WHAT IS REQUIRED:
Return exactly the lines from the "Target: wispy cloud" line through the last line of the entries below. Include no pictures.

··· SUPPLIED DATA ···

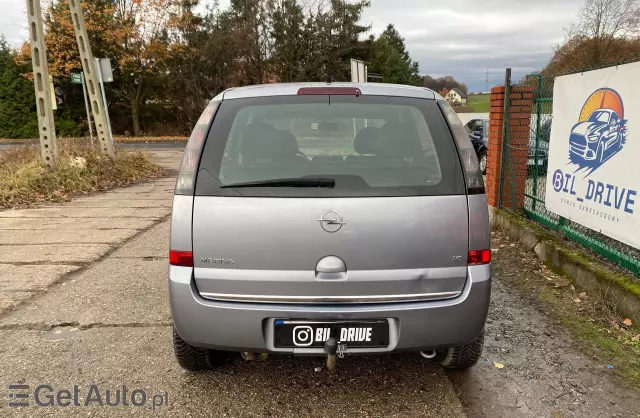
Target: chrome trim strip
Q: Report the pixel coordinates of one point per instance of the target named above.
(419, 297)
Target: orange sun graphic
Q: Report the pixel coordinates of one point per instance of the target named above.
(602, 99)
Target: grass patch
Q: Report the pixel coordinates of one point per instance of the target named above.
(607, 342)
(79, 170)
(480, 103)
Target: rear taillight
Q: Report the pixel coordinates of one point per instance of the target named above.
(479, 257)
(470, 164)
(187, 173)
(181, 258)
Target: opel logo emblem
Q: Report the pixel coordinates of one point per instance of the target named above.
(331, 221)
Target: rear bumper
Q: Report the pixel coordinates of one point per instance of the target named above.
(414, 326)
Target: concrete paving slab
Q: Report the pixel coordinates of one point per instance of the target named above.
(65, 236)
(113, 292)
(31, 277)
(75, 212)
(121, 203)
(73, 223)
(153, 243)
(141, 358)
(52, 253)
(11, 299)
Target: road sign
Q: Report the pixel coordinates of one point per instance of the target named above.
(358, 71)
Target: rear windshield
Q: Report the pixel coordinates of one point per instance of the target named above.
(370, 146)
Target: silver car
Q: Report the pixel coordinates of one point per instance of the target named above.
(329, 219)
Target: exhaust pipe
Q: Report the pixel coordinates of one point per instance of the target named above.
(428, 354)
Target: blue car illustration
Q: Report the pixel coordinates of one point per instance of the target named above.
(597, 139)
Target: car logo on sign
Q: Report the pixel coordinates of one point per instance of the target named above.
(331, 221)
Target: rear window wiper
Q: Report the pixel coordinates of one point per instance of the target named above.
(293, 182)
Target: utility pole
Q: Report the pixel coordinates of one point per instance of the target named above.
(46, 125)
(89, 68)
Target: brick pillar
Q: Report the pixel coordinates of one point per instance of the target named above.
(519, 116)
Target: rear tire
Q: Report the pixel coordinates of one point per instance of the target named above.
(195, 358)
(464, 356)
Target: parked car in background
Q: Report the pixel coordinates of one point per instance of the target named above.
(479, 133)
(597, 139)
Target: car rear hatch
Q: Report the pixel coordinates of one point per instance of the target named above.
(330, 199)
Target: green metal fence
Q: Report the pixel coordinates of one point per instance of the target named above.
(535, 183)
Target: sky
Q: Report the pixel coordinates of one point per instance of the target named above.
(461, 38)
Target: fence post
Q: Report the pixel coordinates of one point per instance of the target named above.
(105, 142)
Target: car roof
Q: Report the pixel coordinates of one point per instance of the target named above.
(291, 89)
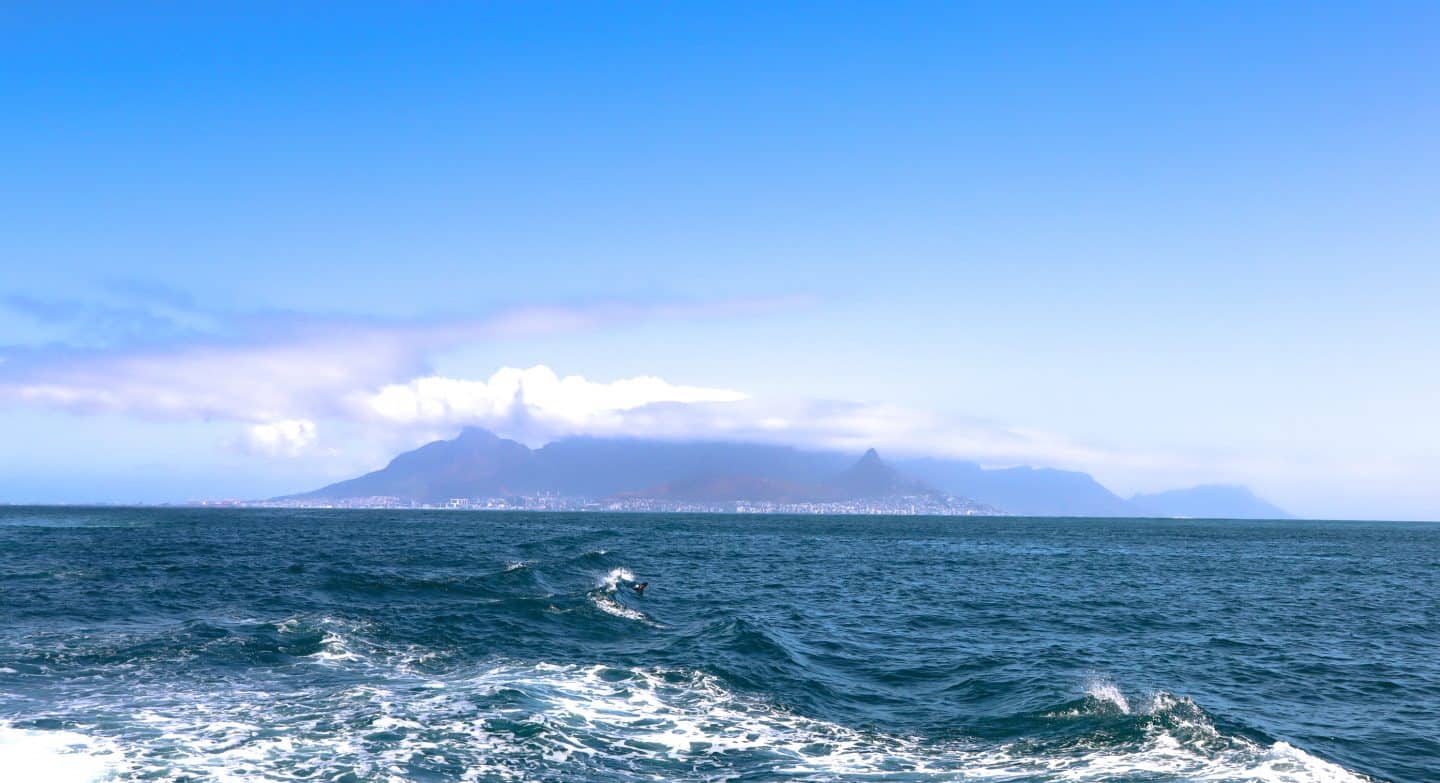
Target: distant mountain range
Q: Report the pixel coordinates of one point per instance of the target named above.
(478, 464)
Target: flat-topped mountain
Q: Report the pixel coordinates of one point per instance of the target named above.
(478, 464)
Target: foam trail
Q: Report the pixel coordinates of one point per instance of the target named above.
(55, 756)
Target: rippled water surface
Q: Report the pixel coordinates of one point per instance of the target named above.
(366, 645)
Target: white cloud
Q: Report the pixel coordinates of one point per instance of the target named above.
(288, 367)
(284, 438)
(537, 393)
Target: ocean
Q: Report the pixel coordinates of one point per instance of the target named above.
(196, 645)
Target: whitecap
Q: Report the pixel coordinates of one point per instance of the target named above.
(55, 756)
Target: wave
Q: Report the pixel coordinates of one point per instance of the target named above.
(55, 756)
(524, 721)
(605, 592)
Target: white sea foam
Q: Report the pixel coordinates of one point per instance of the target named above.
(614, 579)
(1108, 693)
(55, 756)
(520, 721)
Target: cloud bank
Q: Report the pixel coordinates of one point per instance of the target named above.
(300, 385)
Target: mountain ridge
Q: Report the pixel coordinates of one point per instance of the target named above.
(480, 464)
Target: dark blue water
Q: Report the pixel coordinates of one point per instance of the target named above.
(356, 645)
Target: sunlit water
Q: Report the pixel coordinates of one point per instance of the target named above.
(349, 645)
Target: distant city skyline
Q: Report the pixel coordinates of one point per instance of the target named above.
(251, 252)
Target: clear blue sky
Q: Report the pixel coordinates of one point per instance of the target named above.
(1167, 243)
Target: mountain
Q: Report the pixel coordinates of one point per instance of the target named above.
(1216, 501)
(477, 464)
(870, 478)
(1026, 491)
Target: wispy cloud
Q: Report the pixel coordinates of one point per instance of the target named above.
(264, 367)
(282, 376)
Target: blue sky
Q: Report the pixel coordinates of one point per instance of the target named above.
(1165, 245)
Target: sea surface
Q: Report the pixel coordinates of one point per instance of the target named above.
(422, 645)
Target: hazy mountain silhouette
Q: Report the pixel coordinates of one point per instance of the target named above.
(477, 464)
(1214, 501)
(1027, 491)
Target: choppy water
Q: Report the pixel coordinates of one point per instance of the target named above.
(349, 645)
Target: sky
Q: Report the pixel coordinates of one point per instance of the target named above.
(249, 249)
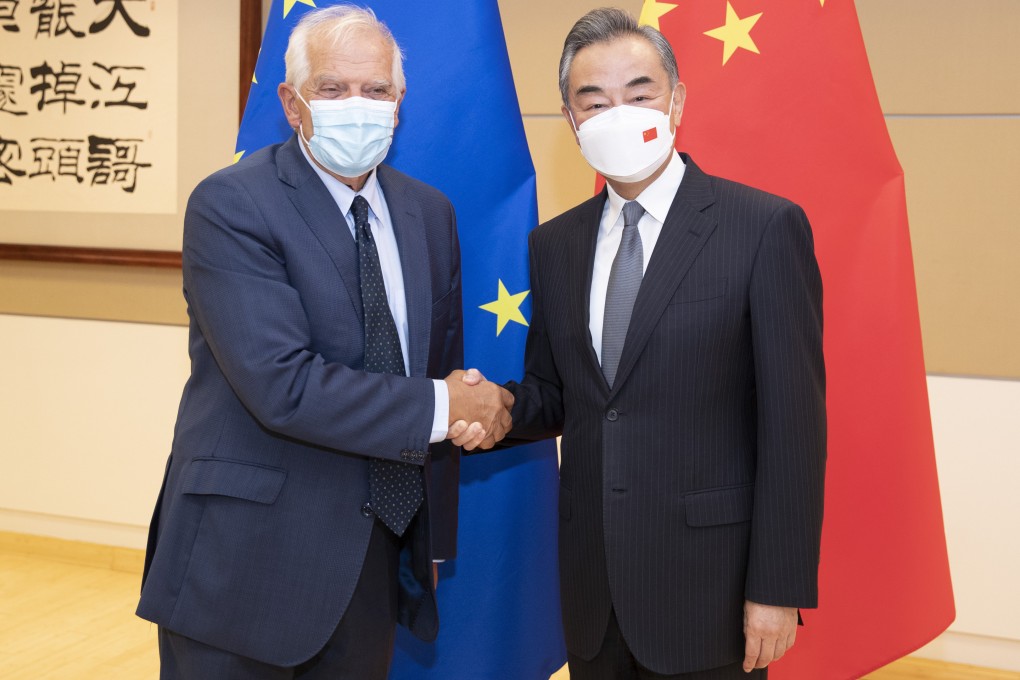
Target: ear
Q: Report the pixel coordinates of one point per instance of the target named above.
(566, 116)
(396, 112)
(679, 96)
(289, 98)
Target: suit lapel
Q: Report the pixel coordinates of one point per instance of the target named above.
(409, 227)
(321, 215)
(684, 232)
(580, 262)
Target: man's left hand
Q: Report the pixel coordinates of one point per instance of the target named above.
(768, 633)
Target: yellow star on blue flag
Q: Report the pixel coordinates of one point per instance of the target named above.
(506, 307)
(289, 5)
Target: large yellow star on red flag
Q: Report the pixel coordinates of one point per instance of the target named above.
(735, 34)
(506, 308)
(652, 10)
(289, 5)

···

ANSWER IN FULL:
Target: wispy cloud
Q: Report the pixel coordinates of one point per instance of the target named above.
(264, 367)
(282, 376)
Target: blue sky
Q: Report the pixel coordinates of one point per instance of the target named above.
(1165, 245)
Target: sea surface
Q: Report the pixel coordinates of one point per instance of the target named above.
(422, 645)
Target: hazy mountain silhouette
Q: Report the pixel coordinates of one point per instance of the target named above.
(477, 464)
(1214, 501)
(1027, 491)
Target: choppy water
Q: Report the pixel coordinates of one point per instance of the target named above.
(349, 645)
Target: sky
Q: Report the pixel coordinates of one point per instance of the target named above.
(249, 249)
Target: ear
Q: Report the pixel coordinates of one point per instance of the target named above.
(566, 116)
(396, 112)
(679, 96)
(289, 98)
Target: suit lapel
Q: Report the pixel coordinates of one point per instance of the target named above.
(409, 227)
(321, 215)
(684, 232)
(580, 262)
Target: man's left hand
Q: Report the pixel coordinates of one point per instance of the target named above.
(768, 633)
Target: yellow star on blue flag
Q: Report the pixel coordinates of one point per instance of the target named above.
(506, 307)
(289, 5)
Target: large yellow star on red flag
Q: Report the pixel coordinates of one point per instance of the target named above.
(735, 34)
(506, 308)
(652, 10)
(289, 5)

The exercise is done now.